_Exercise instructions_
What is needed here is each entry reproduced exactly, without its pictures.

+ + + +

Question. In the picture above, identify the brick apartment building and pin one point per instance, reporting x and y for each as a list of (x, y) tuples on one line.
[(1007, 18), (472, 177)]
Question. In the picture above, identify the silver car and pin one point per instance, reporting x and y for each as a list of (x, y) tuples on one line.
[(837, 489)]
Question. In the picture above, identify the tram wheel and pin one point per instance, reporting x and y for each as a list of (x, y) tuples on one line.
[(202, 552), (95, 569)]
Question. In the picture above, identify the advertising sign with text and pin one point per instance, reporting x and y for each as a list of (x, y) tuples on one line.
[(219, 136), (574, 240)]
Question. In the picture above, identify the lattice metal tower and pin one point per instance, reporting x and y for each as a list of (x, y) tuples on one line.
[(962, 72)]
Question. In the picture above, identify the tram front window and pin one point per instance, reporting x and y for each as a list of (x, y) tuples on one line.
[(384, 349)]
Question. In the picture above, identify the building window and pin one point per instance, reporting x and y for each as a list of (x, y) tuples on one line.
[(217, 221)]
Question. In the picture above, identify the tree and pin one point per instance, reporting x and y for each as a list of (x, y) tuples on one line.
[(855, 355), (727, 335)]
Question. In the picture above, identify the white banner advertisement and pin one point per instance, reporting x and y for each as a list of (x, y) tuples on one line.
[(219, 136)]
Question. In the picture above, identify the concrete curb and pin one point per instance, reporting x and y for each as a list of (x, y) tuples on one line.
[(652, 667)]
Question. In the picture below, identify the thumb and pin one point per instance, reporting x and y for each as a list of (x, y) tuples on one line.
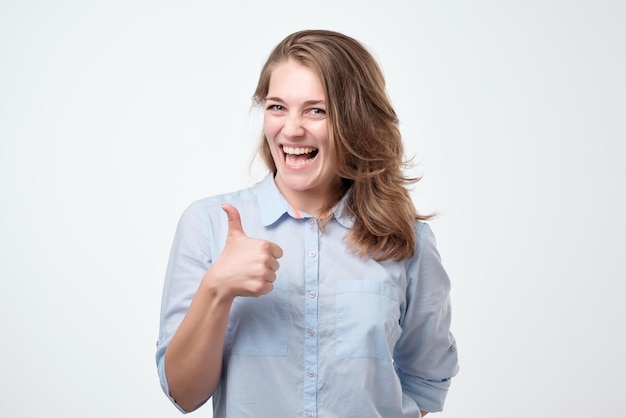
[(234, 221)]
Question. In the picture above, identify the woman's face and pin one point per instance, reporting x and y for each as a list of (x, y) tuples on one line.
[(296, 129)]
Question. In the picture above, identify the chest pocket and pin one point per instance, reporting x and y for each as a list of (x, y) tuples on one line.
[(367, 316), (258, 326)]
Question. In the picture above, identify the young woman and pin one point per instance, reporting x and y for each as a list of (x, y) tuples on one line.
[(319, 292)]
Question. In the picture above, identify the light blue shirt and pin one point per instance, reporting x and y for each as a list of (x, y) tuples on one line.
[(339, 336)]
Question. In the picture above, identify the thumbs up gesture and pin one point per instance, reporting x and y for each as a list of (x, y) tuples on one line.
[(247, 266)]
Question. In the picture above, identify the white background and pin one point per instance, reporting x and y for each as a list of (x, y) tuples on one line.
[(115, 115)]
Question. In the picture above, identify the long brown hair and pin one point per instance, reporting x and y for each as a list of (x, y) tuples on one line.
[(364, 138)]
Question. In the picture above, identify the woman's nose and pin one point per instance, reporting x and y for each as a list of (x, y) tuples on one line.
[(293, 126)]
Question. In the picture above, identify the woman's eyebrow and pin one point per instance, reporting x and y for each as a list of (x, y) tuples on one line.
[(306, 103)]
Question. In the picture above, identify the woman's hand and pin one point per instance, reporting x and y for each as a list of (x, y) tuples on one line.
[(247, 266)]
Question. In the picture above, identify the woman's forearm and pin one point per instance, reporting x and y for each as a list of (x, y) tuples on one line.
[(193, 358)]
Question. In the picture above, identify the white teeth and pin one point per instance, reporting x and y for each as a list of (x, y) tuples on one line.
[(297, 151)]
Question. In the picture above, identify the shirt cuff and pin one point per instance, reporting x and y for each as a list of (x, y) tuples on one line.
[(429, 395)]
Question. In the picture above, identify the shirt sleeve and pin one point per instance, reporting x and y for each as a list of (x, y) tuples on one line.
[(425, 356), (190, 257)]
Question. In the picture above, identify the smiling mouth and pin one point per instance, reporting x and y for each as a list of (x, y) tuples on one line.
[(297, 157)]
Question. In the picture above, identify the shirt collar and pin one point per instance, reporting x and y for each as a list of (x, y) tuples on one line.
[(274, 205)]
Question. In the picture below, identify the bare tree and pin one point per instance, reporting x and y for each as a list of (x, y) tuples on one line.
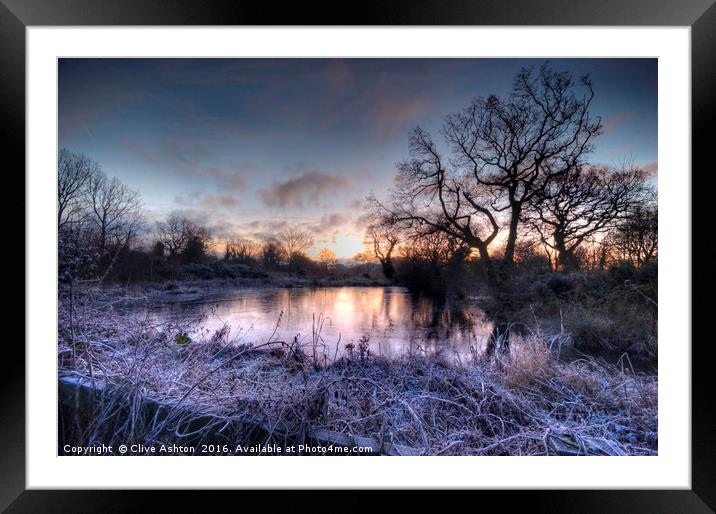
[(74, 173), (176, 234), (636, 237), (114, 211), (515, 146), (241, 250), (581, 206), (382, 242), (328, 258), (271, 253), (294, 243)]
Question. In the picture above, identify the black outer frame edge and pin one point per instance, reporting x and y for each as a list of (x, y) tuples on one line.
[(703, 112), (368, 12), (12, 140), (451, 12)]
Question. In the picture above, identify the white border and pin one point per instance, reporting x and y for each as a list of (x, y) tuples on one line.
[(672, 466)]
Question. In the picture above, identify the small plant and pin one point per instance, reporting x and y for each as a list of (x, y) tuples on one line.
[(182, 339)]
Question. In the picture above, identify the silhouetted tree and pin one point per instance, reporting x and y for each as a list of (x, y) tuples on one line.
[(241, 250), (582, 206), (74, 172), (636, 236), (382, 240), (294, 243), (183, 239), (432, 196), (271, 253), (114, 212)]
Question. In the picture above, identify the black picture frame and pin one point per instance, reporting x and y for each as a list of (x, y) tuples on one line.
[(700, 15)]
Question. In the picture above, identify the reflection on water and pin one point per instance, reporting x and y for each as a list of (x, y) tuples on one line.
[(394, 320)]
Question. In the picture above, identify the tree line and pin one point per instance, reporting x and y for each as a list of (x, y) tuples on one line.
[(512, 181), (101, 229)]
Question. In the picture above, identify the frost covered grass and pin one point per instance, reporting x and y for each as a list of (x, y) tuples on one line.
[(172, 383)]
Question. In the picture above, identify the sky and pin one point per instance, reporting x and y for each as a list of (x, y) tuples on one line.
[(249, 147)]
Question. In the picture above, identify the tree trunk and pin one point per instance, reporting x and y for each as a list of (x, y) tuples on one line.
[(388, 268), (493, 279)]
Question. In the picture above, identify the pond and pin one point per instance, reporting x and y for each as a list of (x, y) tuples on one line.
[(393, 320)]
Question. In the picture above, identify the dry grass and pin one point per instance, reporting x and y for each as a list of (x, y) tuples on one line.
[(525, 402)]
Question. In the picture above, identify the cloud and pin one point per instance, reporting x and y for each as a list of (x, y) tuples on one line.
[(227, 180), (186, 160), (652, 168), (310, 187), (614, 121)]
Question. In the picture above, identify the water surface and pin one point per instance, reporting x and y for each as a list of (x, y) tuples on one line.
[(393, 320)]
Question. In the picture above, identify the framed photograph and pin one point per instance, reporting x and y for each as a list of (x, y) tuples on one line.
[(455, 238)]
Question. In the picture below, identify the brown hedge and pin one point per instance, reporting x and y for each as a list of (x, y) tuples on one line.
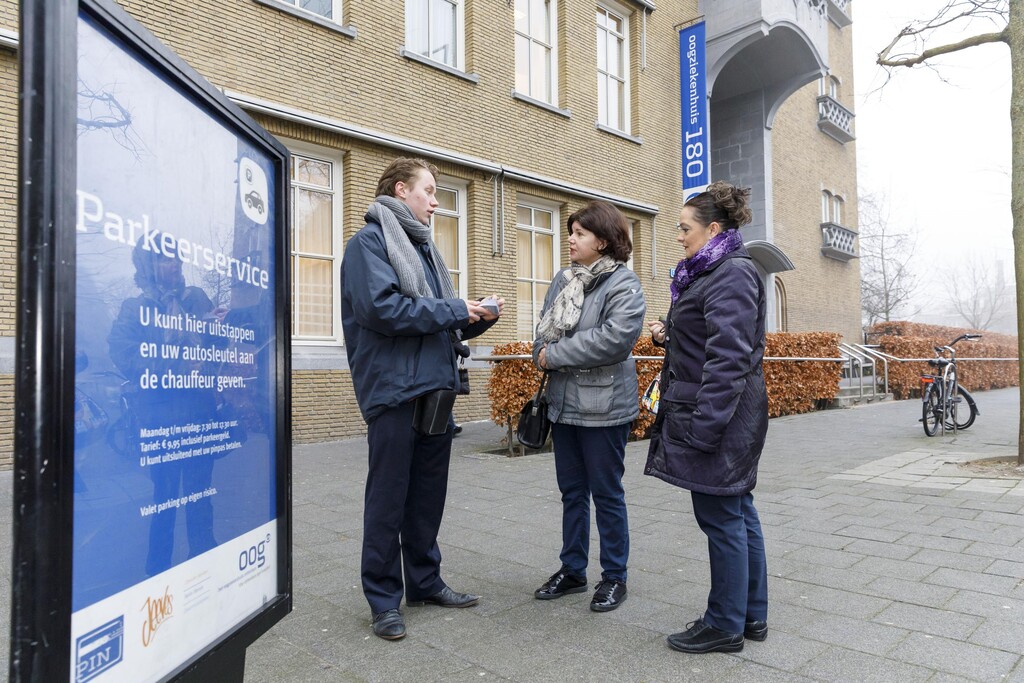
[(941, 333), (797, 386), (793, 386)]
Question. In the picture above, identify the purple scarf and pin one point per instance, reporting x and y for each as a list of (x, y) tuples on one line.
[(711, 253)]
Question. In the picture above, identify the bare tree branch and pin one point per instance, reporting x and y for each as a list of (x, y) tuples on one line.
[(973, 41)]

+ + + +

_Written solution_
Question. In the picture above, identify the brick apartment building and pin one point per instance, reporting x and y for each as a list of (x, y) tuples on one line.
[(1007, 18), (472, 177)]
Question. In the picture above, identify the silver car and pin one point per instance, reporting x and y for each as a list of (x, y) tuples on one line.
[(837, 489)]
Question. In the picture above, identify the tram wheel and pin one point per instance, reporting x and y for each as a list of (x, y) tuples on one line.
[(202, 552), (95, 569)]
Question. In the picture above, identify the advertising sign with text and pin one point per instance, reporting x and y for each as a list of (x, y) tuples on one line.
[(219, 136), (574, 240)]
Question. In the picture above, identify the lattice metal tower and pin one point per instance, reporting x and y for each as a list of (x, y) tuples on one line.
[(962, 72)]
Question. In the picture above, identify the tram front window and pin one point per instance, reporting x and y for each as a list of (x, y) tuples on one line.
[(384, 349)]
Question. In the picture above, identify the building window and pin one point per instance, reporting x and y for each as a list of (x, y) tuples on one line.
[(217, 221)]
Question. In the picture above, identify the tree and pin one point per instance, reporting x and y for each as a list of (x, y) tuples on one line.
[(855, 355), (727, 335)]
Question. In the picture above, identify the white banner advertisement and pin one point per instance, reporting x and y for each as a list of (x, y) tuples on one line.
[(219, 136)]
Question. In the picture above, identify the concrete curb and pin one point per instance, reporting x and y for each as a list of (x, y) tuples on one line.
[(652, 667)]
Question. In the picture below, identify the thumb and pin one point per instance, reporting x and y for each as a list of (x, y) tuples on one line.
[(234, 221)]
Question. In the picture above, identify the woman's face and pin one point per instance, reporting x and y for each as a list of (x, y) tuples on one line.
[(296, 129)]
Question. In the picture above, identify the chest pocket and pin one point per instance, reporting x and y for each as a list of (x, y) tuples on one line.
[(367, 316), (258, 326)]
Question. In the picture above, identify the young woman and pin one point per instance, reporting x and y for each as a list of (x, y) tuples on one line.
[(319, 292)]
Question. In the picture above, identify the light blue shirt and pin one point per instance, reporting x and y for each as a list of (x, y) tuples on one line.
[(339, 336)]
Question. In the picture above, identify the thumbs up gesture and pin one point per instance, reporting x and y for each as a list of (x, y) tuples on one line.
[(247, 266)]
Question. In the picture above, identify the white background and pin one point per instance, reporting x and y for each as a list of (x, y) tuples on one line.
[(115, 115)]
Question. In the picture above, identify the long brown hair and pin one point per instance, reporting x and y for each as a list of (x, y) tuples on one line.
[(364, 138)]
Question. In the picture above, identify the woman's nose and pin one point per instance, reporting x and y for each as a list of (x, y) tuples on one line.
[(293, 126)]
Question. In the picture above, identify the woman's eyebrow and pin one point per instance, reporting x and y for each as a list of (x, y) tuples on one line.
[(306, 103)]
Question. In the picture above, identify the woman's hand and pin one point per instance, reporting x and y for each as a list of (x, y) tuples on one line.
[(247, 266)]
Question. In the picture above, identify the woman's forearm and pin one point per instance, reporting x and y for each as a list of (x, y) tuples on one line.
[(193, 358)]
Question. In the picture above, identify the white teeth and pin one point per instance, reporting x and y for each as a list of (x, y) tuples on one line.
[(297, 151)]
Question. In the picture above, identify the shirt cuff and pin one point per instance, reporting x and y for each as a list of (x, y) tuples on one line.
[(429, 395)]
Question. In the picture above, identify the shirt sleeve and pin one point per instance, reporting x and y for each as a list of (x, y) tuples on one line.
[(425, 356), (190, 257)]
Question. In the picture above, identify the smiling mouth and pin one point per instance, reporting x and y for each as a list of (x, y) tuples on one line.
[(297, 157)]
Question. In the picture above, identify the shirt collar and pin one point per instance, reporting x and y for each as a list of (x, y) tuples on one line.
[(274, 205)]
Question. In the picture below, identify the bare tree and pin one point per instance, reporting x and y for each as a list of (x, y) tuples on one line.
[(74, 173), (176, 234), (636, 237), (114, 211), (515, 146), (241, 250), (581, 206), (382, 242), (328, 258), (271, 253), (294, 243)]
Question. In the picture above, identify the black outer frame edge and pin one point per instance, reporting x and y for each as a list of (x, y) tuples on one line.
[(703, 112), (368, 12), (12, 140), (451, 12)]
Question. In the picture above, identify the white border and pin one point per instance, reporting x and y for each as a list of (x, y) tuples on one line.
[(672, 466)]
Question. In the picture above, identify the small plant and pin one point per instance, reporting x and y for each as a list of (x, y) tuples on one line.
[(182, 339)]
Question. In the picture above, identify the silhouetted tree and pin one point per instance, reporting x and y for each as a list of (x, y) tuples on one line.
[(241, 250), (582, 206), (74, 172), (636, 236), (382, 240), (294, 243), (183, 239), (432, 196), (271, 253), (114, 212)]
Question. In the picture above, identify the black picture frame and pin one point per instance, reporting x and y for each as a list of (x, y) tuples on one line.
[(700, 15)]
Question. In the picture above, identify the reflection on water and pin one point per instance, reporting x and y for each as a list of (x, y) tuples on one line.
[(394, 320)]
Question. In the picture above, identify the tree line and pin one point per instance, reporting x and y for each as a list of (x, y) tuples on one line.
[(512, 181), (101, 229)]
Question. In the picture above, identify the frost covered grass and pin one point per instance, reporting x and y for each as a list of (x, y) tuples on one line.
[(172, 383)]
Question. In the picture above, identify the sky and pin one point per instance, reporting x and y for each as a list of (x, y) tuples on one line.
[(249, 147)]
Question. In the picture above, identify the tree trunk and pin one point per instance, reporting x and y for each as a list of (x, y) tuples on one line.
[(388, 268), (493, 279)]
Question. In the picture above, identify the pond and pin one point per instance, reporting x and y for each as a list of (x, y) tuples on one line.
[(393, 320)]
Question. In the picture above, identify the dry grass and pin one point per instance, reporting x and y for each as a list of (x, y) tuples on one line.
[(525, 402)]
Question. In the picture above, identify the cloud and pin one point per instance, reporting x and y for each as a list of (x, y) tuples on one line.
[(227, 180), (186, 160), (652, 168), (310, 187), (614, 121)]
Question. In the picture above, identify the water surface and pin one point per instance, reporting x and y for each as a list of (x, y) tuples on one line.
[(393, 320)]
Question. In the picture above, identify the framed photograph and pin one point per instance, reporting x and y for each as a list of (x, y) tuples on one line.
[(455, 238)]
Question. In the picture below, identify the brown hedge and pin one point per instance, reporting x and y for each as a list of (x, y) tuples on one line.
[(941, 333), (797, 386), (793, 386)]
Question. In the picture above, identify the purple scarf and pin one point per instance, reporting x and y for each as a list of (x, y) tuples on one line.
[(711, 253)]
Question. In the picture above, identify the bare tree branch and pin one point per instance, reporting x and y for each as a list of (x, y) tuples on one line.
[(973, 41)]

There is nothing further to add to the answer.